FBI Finally Agrees to Comply With House Intelligence Committee Subpoena, but It Wasn’t Easy
House Speaker Paul Ryan of Wis., speaks during his weekly press conference on Capitol Hill, Thursday, Oct. 26, 2017, in Washington. (AP Photo/Andrew Harnik)
One of the most bizarre aspects of the ongoing investigation of something or another by Robert Mueller is the FBI’s use of the Trump dossier and their own relationship with the author. How the FBI used the dossier, and whether they did so knowing how it was compiled or they did it in good faith, is a story for another day.
The hows and whys on the use of the dossier aside, at some point, and for reasons that remain very unclear, the FBI decided to enter into a business arrangement with the author, Christopher Steele, AFTER the election to produce yet more oppo on Donald Trump. There might be non-J.-Edgar-Hooverish reasons for them to do so but they escape me.
This is how the Washington Post reports the story from February 28, 2017: FBI once planned to pay former British spy who authored controversial Trump dossier.
The former British spy who authored a controversial dossier on behalf of Donald Trump’s political opponents alleging ties between Trump and Russia reached an agreement with the FBI a few weeks before the election for the bureau to pay him to continue his work, according to several people familiar with the arrangement.
The agreement to compensate former MI6 agent Christopher Steele came as U.S. intelligence agencies reached a consensus that the Russians had interfered in the presidential election by orchestrating hacks of Democratic Party email accounts.
While Trump has derided the dossier as “fake news” compiled by his political opponents, the FBI’s arrangement with Steele shows that the bureau considered him credible and found his information, while unproved, to be worthy of further investigation.
Ultimately, the FBI did not pay Steele. Communications between the bureau and the former spy were interrupted as Steele’s now-famous dossier became the subject of news stories, congressional inquiries and presidential denials, according to the people familiar with the arrangement, who spoke on the condition of anonymity because they were not authorized to discuss the matter.
One March 1, CNN reported that Steele had been reimbursed for expenses by the FBI:
The short-lived arrangement before the US election ended abruptly in part because of the frustration of Christopher Steele, the former MI6 spy, that the FBI wasn’t doing enough to investigate the Trump-Russia ties.
An official familiar with the discussions said the FBI didn’t hire Steele as an informant, but that the arrangement instead allowed for expenses to be paid. It couldn’t be learned how much he was paid and for how long.
Only part of this is true, because we now know that Steele was reimbursed for work done after November 8 and the Washington Post implies it was for actual work, not merely travel and lodging ans so on:
After the election, the FBI agreed to pay Steele to continue gathering intelligence about Trump and Russia, but the bureau pulled out of the arrangement after Steele was publicly identified in news reports.
As late as the end of June, the FBI was still refusing to either confirm or deny a financial arrangement with Steele.
Representative Devin Nunes, chairman of the House Intelligence Committee, asked the FBI for all their documents concerning their relationship with Steele. Crickets. He asked again and again. More cricket. Finally, on August 24, the Committee issued a subpoena to the FBI for the documents:
In the most significant escalation yet in the wrangling between Congress and the FBI over the Trump dossier, the House Intelligence Committee has subpoenaed the bureau and the Justice Department for documents relating to the dossier, the FBI’s relationship with dossier author Christopher Steele, and the bureau’s possible role in supporting what began as an opposition research project against candidate Donald Trump in the final months of last year’s presidential campaign.

_DIRECTIONS_
• a. In the article about the FBI and the Steele dossier, on what date did the House Intelligence Committee issue its subpoena to the FBI?
• b. Please carry on the article about the FBI and the Steele dossier from its last sentence.

(Excerpts from a pointing dataset)
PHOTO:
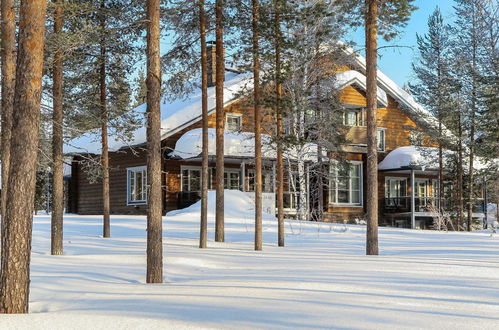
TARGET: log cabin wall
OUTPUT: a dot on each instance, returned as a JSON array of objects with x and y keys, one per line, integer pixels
[{"x": 86, "y": 196}]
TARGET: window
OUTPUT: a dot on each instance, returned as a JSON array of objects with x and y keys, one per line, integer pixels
[
  {"x": 137, "y": 185},
  {"x": 381, "y": 139},
  {"x": 267, "y": 181},
  {"x": 354, "y": 117},
  {"x": 345, "y": 185},
  {"x": 191, "y": 179},
  {"x": 233, "y": 122},
  {"x": 231, "y": 180}
]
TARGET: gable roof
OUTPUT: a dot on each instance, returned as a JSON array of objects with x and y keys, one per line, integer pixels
[
  {"x": 179, "y": 114},
  {"x": 175, "y": 115}
]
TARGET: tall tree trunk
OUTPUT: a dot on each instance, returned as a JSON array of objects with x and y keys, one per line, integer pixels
[
  {"x": 8, "y": 46},
  {"x": 258, "y": 137},
  {"x": 372, "y": 148},
  {"x": 57, "y": 156},
  {"x": 280, "y": 164},
  {"x": 460, "y": 205},
  {"x": 219, "y": 96},
  {"x": 16, "y": 249},
  {"x": 154, "y": 216},
  {"x": 106, "y": 230},
  {"x": 204, "y": 105}
]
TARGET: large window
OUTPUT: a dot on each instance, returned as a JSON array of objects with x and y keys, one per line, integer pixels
[
  {"x": 345, "y": 185},
  {"x": 137, "y": 185},
  {"x": 354, "y": 117},
  {"x": 267, "y": 181},
  {"x": 232, "y": 180},
  {"x": 233, "y": 122},
  {"x": 191, "y": 179}
]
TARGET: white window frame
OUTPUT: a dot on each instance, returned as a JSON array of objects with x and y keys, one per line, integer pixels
[
  {"x": 189, "y": 168},
  {"x": 228, "y": 171},
  {"x": 237, "y": 116},
  {"x": 361, "y": 188},
  {"x": 129, "y": 172},
  {"x": 381, "y": 129}
]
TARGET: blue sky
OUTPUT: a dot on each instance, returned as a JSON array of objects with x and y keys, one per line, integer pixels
[{"x": 396, "y": 62}]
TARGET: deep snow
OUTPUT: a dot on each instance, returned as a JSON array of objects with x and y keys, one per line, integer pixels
[{"x": 321, "y": 279}]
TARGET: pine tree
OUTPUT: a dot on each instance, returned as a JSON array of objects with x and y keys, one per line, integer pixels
[
  {"x": 57, "y": 138},
  {"x": 220, "y": 122},
  {"x": 154, "y": 216},
  {"x": 257, "y": 111},
  {"x": 279, "y": 127},
  {"x": 468, "y": 43},
  {"x": 16, "y": 240},
  {"x": 98, "y": 91}
]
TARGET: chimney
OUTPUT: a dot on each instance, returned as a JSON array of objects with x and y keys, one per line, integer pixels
[{"x": 211, "y": 59}]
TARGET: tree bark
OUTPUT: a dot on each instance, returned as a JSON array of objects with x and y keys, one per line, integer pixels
[
  {"x": 258, "y": 137},
  {"x": 220, "y": 127},
  {"x": 280, "y": 164},
  {"x": 16, "y": 249},
  {"x": 57, "y": 140},
  {"x": 204, "y": 105},
  {"x": 8, "y": 46},
  {"x": 106, "y": 230},
  {"x": 154, "y": 216},
  {"x": 372, "y": 148}
]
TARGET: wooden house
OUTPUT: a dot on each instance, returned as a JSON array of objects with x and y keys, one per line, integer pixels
[{"x": 406, "y": 187}]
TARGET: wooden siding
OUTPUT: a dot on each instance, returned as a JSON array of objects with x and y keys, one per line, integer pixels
[{"x": 86, "y": 197}]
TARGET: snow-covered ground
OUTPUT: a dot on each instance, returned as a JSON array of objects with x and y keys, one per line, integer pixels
[{"x": 321, "y": 279}]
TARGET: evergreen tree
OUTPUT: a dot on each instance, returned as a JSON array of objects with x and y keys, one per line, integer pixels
[
  {"x": 97, "y": 77},
  {"x": 8, "y": 48},
  {"x": 18, "y": 218},
  {"x": 468, "y": 43}
]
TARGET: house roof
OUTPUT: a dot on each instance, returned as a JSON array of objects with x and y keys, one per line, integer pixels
[{"x": 425, "y": 158}]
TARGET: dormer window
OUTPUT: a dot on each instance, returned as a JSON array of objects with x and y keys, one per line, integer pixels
[
  {"x": 354, "y": 117},
  {"x": 233, "y": 122}
]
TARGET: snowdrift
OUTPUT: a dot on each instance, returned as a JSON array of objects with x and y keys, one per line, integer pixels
[{"x": 238, "y": 205}]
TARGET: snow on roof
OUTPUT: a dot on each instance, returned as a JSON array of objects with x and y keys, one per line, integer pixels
[
  {"x": 424, "y": 157},
  {"x": 175, "y": 115},
  {"x": 350, "y": 77},
  {"x": 236, "y": 144}
]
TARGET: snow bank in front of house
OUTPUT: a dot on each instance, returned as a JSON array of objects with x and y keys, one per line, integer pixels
[{"x": 238, "y": 205}]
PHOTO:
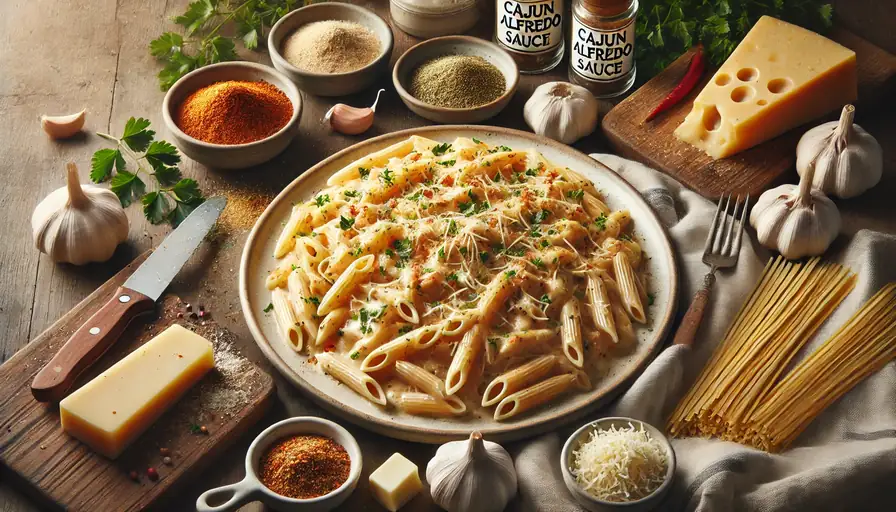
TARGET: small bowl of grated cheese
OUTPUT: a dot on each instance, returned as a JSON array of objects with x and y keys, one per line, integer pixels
[{"x": 618, "y": 463}]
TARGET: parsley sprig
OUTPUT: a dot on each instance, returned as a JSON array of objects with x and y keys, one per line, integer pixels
[
  {"x": 667, "y": 28},
  {"x": 137, "y": 153},
  {"x": 203, "y": 24}
]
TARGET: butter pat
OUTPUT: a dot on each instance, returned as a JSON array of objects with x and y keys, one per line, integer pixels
[
  {"x": 395, "y": 482},
  {"x": 112, "y": 410},
  {"x": 779, "y": 77}
]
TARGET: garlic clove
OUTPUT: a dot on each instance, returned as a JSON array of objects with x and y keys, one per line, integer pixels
[
  {"x": 352, "y": 120},
  {"x": 63, "y": 127}
]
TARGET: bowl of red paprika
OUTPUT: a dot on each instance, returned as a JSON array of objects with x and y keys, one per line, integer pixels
[{"x": 232, "y": 115}]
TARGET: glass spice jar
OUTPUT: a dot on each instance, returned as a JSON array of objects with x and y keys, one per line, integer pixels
[
  {"x": 531, "y": 31},
  {"x": 602, "y": 40}
]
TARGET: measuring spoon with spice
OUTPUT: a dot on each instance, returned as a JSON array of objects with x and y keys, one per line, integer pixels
[{"x": 299, "y": 464}]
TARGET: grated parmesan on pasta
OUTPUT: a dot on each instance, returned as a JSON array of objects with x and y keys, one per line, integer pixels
[{"x": 620, "y": 464}]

_RESULTS OF THE TASKS_
• a. August 24

• b.
The subpoenas are an indication of growing frustration inside the committee over the FBI and Justice Department’s lack of cooperation in the Trump-Russia investigation.
The committee issued the subpoenas — one to the FBI, an identical one to the Justice Department — on August 24, giving both until last Friday, September 1, to turn over the information.
Neither FBI nor Justice turned over the documents, and now the committee has given them an extension until September 14 to comply.
Illustrating the seriousness with which investigators view the situation, late Tuesday the committee issued two more subpoenas, specifically to FBI Director Christopher Wray and Attorney General Jeff Sessions, directing them to appear before the committee to explain why they have not provided the subpoenaed information.
The subpoenas are the result of a months-long process of committee investigators requesting information from the FBI and Justice Department. Beginning in May, the committee sent multiple letters to the FBI and Justice requesting information concerning the Trump-Russia affair.
Nunes threatened to hold Sessions and the acting FBI Director in contempt of Congress:
The subpoena produced about as much respect as did the Committee asking nicely.
In an interview on Wednesday, Paul Ryan stepped into the fray:
“We’ve had these document requests with the administration, with the FBI in particular, for a long time and they’ve been stonewalling,” Ryan told Reuters in an interview, adding that the department and the FBI needs to comply with Congress’ documents requests “and they need to do it immediately.”
That nudge was enough.
Via the Wall Street Journal:
The Federal Bureau of Investigation is expected to hand over to Congress documents related to a controversial and unverified dossier on President Donald Trump by next week, ending a long-running impasse between lawmakers and federal law enforcement.
Speaking to reporters, House Speaker Paul Ryan said that the FBI had agreed to provide documents long sought by Congress in a variety of investigations under way, including information about a 35-page research document containing unverified allegations about Mr. Trump’s ties to Russia.
“The point of these investigations is to find the truth and to make sure if laws were violated or mistakes were made, they’re not made again. And transparency is what gets you that,” Mr. Ryan said. “The FBI got in touch with us yesterday afternoon. They have informed us that they will comply with our document requests and they will provide the documents that Congress has been asking for by next week. And we expect the FBI to honor that commitment,” Mr. Ryan said.
This is likely to be a significant event in the course of this melodrama.
FBI bombshells are also yet to come. The bureau has stonewalled congressional subpoenas for documents related to the dossier, but that became harder with the DNC-Clinton news. On Thursday Speaker Paul Ryan announced the FBI had finally pledged to turn over its dossier file next week.
Assuming the FBI is comprehensive in its disclosure, expect to learn that the dossier was indeed a major basis of investigating the Trump team—despite reading like “the National Enquirer,” as Rep. Trey Gowdy aptly put it. We may learn the FBI knew the dossier was a bought-and-paid-for product of Candidate Clinton, but used it anyway. Or that it didn’t know, which would be equally disturbing.
It might show the bureau was simply had. Don’t forget that it wasn’t until January the dossier became public, and the media started unearthing details. And the more ugly info that came out (Fusion, Democratic clients, intelligence-for-hire) the more former Obama officials seemed skeptical of it. In May, former Director of National Intelligence Jim Clapper said his people could never “corroborate” its “sourcing.” In June, Mr. Comey derided it as “salacious and unverified.”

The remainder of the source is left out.